→ Task to complete
Copy the records from the start through the line containing "218 254 364 428", replacing "dining table" with "kitchen table" and leaving everything else unchanged.

→ Extracted information
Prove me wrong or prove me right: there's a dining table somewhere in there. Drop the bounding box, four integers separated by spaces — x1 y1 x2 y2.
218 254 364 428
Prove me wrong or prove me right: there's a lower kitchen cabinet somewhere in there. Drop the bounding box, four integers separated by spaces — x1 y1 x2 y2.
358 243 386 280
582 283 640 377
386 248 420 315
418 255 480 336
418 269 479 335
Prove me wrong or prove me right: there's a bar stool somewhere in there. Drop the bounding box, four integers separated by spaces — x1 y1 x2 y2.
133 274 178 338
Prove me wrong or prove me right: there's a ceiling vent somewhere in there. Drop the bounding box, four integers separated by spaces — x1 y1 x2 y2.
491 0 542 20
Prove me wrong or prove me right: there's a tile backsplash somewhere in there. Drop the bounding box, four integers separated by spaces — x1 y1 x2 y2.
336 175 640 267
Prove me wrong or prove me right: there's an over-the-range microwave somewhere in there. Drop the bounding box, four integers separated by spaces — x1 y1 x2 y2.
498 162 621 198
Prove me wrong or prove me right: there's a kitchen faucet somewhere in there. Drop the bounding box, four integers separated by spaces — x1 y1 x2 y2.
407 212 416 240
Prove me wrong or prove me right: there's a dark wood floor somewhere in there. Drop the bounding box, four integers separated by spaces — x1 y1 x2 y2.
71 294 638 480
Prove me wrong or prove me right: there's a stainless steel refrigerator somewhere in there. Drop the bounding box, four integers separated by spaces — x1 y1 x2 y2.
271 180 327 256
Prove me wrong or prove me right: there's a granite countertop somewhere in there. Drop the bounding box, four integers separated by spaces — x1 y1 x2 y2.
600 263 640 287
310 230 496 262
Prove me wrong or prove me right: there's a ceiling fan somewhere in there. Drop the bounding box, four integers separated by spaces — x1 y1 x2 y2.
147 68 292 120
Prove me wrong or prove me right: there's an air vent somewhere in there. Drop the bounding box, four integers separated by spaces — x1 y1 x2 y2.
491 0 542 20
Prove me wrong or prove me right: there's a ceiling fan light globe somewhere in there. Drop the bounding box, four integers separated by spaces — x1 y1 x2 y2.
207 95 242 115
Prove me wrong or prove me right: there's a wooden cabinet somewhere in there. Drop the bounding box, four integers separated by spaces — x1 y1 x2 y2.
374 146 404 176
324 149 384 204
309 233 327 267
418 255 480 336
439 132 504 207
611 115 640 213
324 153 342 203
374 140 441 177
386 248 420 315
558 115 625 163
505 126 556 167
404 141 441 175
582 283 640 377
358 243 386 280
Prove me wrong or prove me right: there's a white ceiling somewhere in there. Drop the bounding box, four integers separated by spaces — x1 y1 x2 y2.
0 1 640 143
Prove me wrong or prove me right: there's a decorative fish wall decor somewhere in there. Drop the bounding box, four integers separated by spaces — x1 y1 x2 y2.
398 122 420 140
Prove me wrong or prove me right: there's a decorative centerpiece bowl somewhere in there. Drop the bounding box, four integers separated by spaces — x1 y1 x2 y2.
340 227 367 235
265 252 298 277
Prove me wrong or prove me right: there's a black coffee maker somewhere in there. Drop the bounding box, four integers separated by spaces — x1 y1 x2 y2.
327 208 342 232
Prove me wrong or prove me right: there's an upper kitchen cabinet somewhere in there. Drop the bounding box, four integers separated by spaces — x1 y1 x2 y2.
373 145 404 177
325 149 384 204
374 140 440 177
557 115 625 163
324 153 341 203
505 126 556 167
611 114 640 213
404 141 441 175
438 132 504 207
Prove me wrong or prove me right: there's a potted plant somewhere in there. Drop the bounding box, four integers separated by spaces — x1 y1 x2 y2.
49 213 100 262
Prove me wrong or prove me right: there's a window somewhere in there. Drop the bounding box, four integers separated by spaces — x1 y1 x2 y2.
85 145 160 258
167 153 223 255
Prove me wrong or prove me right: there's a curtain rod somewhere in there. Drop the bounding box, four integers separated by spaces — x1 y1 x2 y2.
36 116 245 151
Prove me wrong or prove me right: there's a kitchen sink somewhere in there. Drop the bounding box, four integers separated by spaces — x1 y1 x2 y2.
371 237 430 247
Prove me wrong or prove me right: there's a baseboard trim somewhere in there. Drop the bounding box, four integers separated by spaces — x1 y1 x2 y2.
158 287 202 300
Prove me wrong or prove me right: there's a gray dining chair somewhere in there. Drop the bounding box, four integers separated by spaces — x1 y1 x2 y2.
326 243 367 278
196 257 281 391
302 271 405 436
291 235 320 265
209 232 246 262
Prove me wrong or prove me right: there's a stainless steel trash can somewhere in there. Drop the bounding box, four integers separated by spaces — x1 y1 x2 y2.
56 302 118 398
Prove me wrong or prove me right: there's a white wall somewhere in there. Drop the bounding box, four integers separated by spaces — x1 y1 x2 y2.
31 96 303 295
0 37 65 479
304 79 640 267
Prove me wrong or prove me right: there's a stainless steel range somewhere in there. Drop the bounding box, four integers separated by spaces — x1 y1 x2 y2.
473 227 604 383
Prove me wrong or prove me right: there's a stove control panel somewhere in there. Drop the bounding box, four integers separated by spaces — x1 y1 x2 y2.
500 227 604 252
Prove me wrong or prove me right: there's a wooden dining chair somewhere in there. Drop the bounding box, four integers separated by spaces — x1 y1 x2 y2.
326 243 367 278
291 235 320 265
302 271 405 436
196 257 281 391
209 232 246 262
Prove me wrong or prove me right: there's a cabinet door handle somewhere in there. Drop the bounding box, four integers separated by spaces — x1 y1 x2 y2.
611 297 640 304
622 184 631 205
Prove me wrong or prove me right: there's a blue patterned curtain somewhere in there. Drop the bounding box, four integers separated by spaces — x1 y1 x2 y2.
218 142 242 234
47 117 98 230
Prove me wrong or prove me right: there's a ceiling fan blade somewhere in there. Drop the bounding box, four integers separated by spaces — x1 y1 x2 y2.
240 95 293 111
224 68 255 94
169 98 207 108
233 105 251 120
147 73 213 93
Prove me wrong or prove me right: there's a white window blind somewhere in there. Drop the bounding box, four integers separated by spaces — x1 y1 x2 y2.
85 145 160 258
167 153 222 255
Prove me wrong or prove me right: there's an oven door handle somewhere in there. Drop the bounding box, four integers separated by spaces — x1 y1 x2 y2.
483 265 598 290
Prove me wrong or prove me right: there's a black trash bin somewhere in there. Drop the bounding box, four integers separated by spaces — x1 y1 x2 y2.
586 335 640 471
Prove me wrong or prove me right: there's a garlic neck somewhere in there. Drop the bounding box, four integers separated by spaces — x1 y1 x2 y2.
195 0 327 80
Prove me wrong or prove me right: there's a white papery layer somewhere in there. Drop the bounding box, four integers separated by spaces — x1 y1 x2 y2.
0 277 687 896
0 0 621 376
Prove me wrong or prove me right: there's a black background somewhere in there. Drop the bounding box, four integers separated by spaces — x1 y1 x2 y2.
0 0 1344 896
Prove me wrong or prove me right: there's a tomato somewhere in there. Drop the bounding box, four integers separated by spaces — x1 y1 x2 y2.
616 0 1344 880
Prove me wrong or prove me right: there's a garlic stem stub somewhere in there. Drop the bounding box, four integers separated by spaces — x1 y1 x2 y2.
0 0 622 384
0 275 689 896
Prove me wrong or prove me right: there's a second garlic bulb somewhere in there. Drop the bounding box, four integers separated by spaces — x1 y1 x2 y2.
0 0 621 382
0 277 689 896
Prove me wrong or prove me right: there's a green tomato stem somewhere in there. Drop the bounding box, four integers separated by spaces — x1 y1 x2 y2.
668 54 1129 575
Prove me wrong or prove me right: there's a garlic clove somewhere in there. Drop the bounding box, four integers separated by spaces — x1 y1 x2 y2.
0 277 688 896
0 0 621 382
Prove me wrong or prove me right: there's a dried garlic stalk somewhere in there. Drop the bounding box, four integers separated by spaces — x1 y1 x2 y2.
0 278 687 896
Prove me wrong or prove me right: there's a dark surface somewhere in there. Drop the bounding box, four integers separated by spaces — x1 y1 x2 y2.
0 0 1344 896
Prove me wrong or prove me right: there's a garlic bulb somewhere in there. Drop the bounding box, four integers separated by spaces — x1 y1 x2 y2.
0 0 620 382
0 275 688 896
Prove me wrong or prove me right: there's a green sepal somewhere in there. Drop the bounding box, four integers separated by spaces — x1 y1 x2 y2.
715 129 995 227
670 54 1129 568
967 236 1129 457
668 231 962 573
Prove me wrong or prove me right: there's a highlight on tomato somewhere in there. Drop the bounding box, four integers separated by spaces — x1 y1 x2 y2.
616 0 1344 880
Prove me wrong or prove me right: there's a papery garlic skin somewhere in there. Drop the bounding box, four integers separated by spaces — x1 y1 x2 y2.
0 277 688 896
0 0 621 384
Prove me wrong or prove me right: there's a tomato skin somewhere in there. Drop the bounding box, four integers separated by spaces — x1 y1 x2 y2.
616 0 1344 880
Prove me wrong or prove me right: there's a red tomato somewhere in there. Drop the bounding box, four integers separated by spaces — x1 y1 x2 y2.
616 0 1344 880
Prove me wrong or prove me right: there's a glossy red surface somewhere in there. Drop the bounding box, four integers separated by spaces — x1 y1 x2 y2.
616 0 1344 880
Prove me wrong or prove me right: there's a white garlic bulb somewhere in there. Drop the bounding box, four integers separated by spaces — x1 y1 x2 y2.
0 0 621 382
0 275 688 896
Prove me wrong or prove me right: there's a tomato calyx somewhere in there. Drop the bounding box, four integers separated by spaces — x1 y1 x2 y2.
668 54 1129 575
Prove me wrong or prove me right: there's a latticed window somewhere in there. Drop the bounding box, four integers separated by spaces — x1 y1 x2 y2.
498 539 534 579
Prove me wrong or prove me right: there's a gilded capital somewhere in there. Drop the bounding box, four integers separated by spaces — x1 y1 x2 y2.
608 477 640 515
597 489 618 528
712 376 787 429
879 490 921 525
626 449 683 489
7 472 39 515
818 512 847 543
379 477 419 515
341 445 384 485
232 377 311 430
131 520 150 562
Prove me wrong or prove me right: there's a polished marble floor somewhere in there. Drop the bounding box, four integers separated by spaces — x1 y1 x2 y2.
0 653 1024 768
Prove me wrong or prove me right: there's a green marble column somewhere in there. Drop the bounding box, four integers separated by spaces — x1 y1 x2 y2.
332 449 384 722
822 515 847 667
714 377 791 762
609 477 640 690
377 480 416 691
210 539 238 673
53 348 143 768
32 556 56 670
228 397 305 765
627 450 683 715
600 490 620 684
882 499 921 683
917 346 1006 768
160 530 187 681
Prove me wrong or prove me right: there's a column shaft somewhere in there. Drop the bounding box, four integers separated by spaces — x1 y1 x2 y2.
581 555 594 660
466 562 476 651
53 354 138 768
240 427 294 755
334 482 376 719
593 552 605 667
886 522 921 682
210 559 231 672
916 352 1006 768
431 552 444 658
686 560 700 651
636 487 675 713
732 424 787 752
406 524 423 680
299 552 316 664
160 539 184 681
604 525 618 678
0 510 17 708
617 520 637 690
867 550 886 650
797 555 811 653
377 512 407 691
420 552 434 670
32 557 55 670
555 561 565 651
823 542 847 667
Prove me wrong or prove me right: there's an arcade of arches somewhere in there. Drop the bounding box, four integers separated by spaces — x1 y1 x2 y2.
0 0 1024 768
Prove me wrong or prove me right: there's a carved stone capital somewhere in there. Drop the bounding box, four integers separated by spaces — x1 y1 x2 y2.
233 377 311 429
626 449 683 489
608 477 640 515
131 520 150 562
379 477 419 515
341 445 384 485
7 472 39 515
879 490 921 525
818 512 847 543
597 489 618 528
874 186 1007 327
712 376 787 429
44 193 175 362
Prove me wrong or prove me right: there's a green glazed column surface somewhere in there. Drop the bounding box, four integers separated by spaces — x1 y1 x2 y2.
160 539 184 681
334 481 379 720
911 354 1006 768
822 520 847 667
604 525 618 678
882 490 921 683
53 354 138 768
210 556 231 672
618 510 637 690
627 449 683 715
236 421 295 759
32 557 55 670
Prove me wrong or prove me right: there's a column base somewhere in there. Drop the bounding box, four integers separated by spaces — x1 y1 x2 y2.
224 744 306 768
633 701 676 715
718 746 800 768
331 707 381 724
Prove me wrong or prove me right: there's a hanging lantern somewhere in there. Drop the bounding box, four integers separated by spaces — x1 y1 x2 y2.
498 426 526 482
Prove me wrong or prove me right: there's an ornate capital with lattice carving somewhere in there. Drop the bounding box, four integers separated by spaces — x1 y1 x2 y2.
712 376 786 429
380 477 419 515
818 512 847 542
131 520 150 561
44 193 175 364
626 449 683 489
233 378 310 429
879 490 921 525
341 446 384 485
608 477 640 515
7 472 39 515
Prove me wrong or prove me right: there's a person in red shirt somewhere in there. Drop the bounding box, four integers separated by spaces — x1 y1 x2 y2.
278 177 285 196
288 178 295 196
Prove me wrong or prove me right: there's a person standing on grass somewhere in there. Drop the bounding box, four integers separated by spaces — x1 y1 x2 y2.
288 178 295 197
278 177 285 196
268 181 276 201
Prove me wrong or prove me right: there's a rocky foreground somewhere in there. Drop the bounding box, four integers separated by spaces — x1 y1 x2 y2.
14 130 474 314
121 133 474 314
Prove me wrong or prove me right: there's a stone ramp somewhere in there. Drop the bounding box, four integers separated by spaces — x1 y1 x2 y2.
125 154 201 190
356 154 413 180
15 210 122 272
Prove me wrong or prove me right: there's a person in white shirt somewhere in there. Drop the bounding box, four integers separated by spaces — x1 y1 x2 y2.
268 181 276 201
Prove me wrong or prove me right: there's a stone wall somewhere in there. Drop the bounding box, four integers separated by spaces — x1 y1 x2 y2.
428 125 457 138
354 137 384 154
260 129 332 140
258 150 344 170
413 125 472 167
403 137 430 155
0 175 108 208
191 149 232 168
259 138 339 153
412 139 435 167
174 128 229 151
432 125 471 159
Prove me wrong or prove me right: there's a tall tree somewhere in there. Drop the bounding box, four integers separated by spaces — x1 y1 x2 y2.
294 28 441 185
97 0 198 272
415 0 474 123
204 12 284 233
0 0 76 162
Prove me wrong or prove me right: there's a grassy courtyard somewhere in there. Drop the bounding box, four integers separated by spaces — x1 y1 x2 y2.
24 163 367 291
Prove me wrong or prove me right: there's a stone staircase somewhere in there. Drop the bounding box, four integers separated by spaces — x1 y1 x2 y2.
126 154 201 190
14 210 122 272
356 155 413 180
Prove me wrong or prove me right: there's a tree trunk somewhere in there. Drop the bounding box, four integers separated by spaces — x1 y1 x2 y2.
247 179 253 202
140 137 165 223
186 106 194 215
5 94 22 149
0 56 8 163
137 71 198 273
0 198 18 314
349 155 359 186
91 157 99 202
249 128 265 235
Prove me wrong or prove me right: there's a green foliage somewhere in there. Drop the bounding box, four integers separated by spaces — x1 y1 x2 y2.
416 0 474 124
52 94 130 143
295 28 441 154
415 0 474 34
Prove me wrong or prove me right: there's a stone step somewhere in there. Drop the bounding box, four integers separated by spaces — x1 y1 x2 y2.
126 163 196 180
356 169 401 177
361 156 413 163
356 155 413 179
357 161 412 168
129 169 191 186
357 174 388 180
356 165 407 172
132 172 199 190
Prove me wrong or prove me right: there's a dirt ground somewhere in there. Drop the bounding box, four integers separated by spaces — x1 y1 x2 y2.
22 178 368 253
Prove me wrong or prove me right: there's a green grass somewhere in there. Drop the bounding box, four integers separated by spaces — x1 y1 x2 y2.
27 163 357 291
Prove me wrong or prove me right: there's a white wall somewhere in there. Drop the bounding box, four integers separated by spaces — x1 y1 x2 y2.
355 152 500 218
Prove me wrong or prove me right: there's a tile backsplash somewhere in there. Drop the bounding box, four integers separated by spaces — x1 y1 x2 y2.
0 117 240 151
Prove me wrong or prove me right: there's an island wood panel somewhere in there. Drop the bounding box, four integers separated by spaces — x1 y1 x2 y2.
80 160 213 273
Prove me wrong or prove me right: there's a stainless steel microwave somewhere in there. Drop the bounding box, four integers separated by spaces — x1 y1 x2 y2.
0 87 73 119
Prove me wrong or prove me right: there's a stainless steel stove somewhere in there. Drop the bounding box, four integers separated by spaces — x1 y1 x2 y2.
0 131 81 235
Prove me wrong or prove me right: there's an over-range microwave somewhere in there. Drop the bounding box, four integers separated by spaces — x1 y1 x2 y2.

→ Full answer
Prove me wrong or prove me right: there's a kitchen table somewhere in there. Drop the bounding box, four integers separated by spaces — x1 y1 x2 y2.
218 254 364 428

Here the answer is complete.